▶ Aufgabe 1: Erkläre anhand des Textauszugs zur Systemtheorie Luhmanns, woraus die Stellung des Menschen in der Umwelt der Gesellschaft folgt. Antworte in ein bis drei Sätzen.
=== Textauszug ===
Dass aber ein Sich-Verwahren gegenüber der übergriffigen Psychologensucht nach "Einblicken in unser Innerstes" gerade eben aus den sogenannten antihumanistischen Implikationen einer Systemtheorie Luhmannscher Prägung resultiert, paradoxiert unsere Weltsicht wieder einmal auf faszinierende Weise. Die Exposition des Menschen in der Umwelt der Gesellschaft resultiert aus den antihumanistischen Prämissen eines systemtheoretisch begründeteten Trialismus (durch die System-Umwelt-Untscheidung).

Dietrich Schwanitz hat für diesen Zusammenhang - die Ausschließung des Menschen aus der Gesellschaft - eine höchst prägnante Formulierung gefunden: "Der Mensch wird aus dem Paradies der Gesellschaft vertrieben und treibt sich außerhalb herum, in der Wildnis seiner Psyche. Die Psyche gehört nicht zur Gesellschaft (siehe hierzu vor allem: "Gebrauche niemals den Imperativ!").

Zur System-Umwelt-Unterscheidung bei Niklas Luhmann (angelehnt an eine Idee von Arnold Retzer)
=== Datenauszug ===
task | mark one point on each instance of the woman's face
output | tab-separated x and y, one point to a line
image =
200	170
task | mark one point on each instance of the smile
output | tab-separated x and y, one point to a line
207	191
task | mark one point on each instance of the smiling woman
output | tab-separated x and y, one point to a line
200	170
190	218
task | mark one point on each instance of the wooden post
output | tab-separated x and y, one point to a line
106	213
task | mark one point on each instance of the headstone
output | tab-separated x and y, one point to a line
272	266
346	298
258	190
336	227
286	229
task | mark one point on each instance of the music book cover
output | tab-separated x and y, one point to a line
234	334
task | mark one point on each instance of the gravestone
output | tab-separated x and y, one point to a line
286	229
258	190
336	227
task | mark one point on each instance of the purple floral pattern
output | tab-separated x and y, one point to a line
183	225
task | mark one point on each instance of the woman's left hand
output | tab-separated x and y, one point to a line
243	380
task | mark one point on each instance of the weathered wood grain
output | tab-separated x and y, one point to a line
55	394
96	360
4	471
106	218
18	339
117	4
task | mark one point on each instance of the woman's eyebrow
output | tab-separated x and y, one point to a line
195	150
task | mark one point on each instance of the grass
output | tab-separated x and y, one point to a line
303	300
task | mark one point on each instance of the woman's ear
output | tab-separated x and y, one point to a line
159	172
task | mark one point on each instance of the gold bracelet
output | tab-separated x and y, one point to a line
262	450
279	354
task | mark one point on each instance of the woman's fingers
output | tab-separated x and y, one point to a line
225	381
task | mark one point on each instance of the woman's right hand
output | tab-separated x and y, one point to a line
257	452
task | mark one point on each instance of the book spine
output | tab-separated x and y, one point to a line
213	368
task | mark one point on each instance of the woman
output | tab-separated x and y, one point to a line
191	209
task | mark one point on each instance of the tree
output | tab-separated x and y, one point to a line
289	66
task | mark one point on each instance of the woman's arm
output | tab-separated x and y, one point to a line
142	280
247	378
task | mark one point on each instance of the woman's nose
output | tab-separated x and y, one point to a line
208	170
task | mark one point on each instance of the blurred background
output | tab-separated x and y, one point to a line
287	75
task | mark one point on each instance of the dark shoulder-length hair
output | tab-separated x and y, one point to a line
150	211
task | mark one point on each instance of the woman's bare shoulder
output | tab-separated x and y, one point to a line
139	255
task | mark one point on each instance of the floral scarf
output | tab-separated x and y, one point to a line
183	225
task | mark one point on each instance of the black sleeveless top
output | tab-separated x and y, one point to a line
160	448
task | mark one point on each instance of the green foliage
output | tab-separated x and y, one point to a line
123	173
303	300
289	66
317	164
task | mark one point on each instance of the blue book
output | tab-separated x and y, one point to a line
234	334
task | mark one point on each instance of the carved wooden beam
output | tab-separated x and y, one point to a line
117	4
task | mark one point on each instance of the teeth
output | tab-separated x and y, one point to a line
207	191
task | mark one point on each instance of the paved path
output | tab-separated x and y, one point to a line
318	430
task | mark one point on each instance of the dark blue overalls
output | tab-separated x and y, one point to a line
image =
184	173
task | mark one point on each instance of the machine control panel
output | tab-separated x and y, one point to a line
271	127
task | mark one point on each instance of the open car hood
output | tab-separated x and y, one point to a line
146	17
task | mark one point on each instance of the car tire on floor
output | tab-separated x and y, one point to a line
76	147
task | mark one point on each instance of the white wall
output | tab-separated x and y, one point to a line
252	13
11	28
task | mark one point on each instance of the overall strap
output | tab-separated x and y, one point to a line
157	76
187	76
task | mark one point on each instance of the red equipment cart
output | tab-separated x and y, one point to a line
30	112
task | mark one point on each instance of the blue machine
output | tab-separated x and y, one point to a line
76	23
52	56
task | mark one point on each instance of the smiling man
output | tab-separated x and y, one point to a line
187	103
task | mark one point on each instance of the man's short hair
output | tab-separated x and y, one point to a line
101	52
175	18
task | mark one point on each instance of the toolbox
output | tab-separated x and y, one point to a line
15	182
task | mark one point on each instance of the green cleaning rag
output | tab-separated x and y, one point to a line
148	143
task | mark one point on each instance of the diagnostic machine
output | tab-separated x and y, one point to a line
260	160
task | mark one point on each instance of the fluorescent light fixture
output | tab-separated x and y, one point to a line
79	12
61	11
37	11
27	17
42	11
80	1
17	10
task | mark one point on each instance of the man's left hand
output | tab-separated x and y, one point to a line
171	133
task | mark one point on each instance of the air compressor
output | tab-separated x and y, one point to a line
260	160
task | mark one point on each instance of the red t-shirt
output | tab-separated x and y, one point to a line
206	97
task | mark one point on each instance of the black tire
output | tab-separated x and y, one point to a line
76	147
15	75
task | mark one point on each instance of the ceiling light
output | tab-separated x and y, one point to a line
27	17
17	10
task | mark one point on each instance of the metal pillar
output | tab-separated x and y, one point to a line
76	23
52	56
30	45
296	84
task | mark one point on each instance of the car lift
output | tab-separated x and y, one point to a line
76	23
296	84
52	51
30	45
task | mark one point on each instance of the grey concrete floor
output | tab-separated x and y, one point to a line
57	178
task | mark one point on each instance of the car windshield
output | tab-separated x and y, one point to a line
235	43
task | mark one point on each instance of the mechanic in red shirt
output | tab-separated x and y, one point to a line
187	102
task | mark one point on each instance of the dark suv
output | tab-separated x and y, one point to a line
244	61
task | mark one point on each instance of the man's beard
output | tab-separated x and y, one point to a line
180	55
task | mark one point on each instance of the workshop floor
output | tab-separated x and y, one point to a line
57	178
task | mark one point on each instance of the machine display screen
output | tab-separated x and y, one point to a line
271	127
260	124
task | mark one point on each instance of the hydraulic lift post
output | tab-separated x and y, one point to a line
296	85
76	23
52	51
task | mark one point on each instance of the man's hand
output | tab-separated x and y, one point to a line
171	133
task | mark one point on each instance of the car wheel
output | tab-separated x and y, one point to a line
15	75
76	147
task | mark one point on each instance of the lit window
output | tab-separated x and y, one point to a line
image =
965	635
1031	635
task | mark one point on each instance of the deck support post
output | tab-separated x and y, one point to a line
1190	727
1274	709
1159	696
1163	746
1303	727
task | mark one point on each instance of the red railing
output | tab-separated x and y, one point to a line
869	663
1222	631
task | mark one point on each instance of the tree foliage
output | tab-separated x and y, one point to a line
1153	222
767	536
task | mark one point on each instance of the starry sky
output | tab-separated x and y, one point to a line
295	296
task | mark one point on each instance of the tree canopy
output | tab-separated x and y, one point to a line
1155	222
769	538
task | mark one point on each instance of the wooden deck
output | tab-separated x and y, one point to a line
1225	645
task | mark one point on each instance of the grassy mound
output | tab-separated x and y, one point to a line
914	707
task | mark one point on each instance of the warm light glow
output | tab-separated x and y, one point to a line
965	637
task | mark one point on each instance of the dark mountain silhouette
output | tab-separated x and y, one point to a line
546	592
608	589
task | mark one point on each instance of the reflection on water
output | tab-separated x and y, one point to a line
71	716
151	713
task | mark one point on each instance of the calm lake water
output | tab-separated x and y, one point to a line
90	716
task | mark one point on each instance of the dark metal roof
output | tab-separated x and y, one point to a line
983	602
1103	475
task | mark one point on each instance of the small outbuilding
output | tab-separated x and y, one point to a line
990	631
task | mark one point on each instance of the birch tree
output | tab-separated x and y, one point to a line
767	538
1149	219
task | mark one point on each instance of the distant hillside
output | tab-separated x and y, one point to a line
===
▶ Aufgabe 2: Übertrage die Zeilen der Auflistung in eine nummerierte Liste, von der Zeile mit „task | mark one point on each instance of the birch“ bis einschließlich zum Ende der Auflistung, und lass dabei Leerzeilen weg.

▶ Lösung 1: Die Stellung des Menschen in der Umwelt der Gesellschaft folgt aus den antihumanistischen Prämissen eines systemtheoretisch begründeten Trialismus. Dieser Trialismus kommt durch die System-Umwelt-Unterscheidung zustande.

▶ Lösung 2:
1. task | mark one point on each instance of the birch tree
2. output | tab-separated x and y, one point to a line
3. 767	538
4. 1149	219
5. task | mark one point on each instance of the distant hillside
6. output | tab-separated x and y, one point to a line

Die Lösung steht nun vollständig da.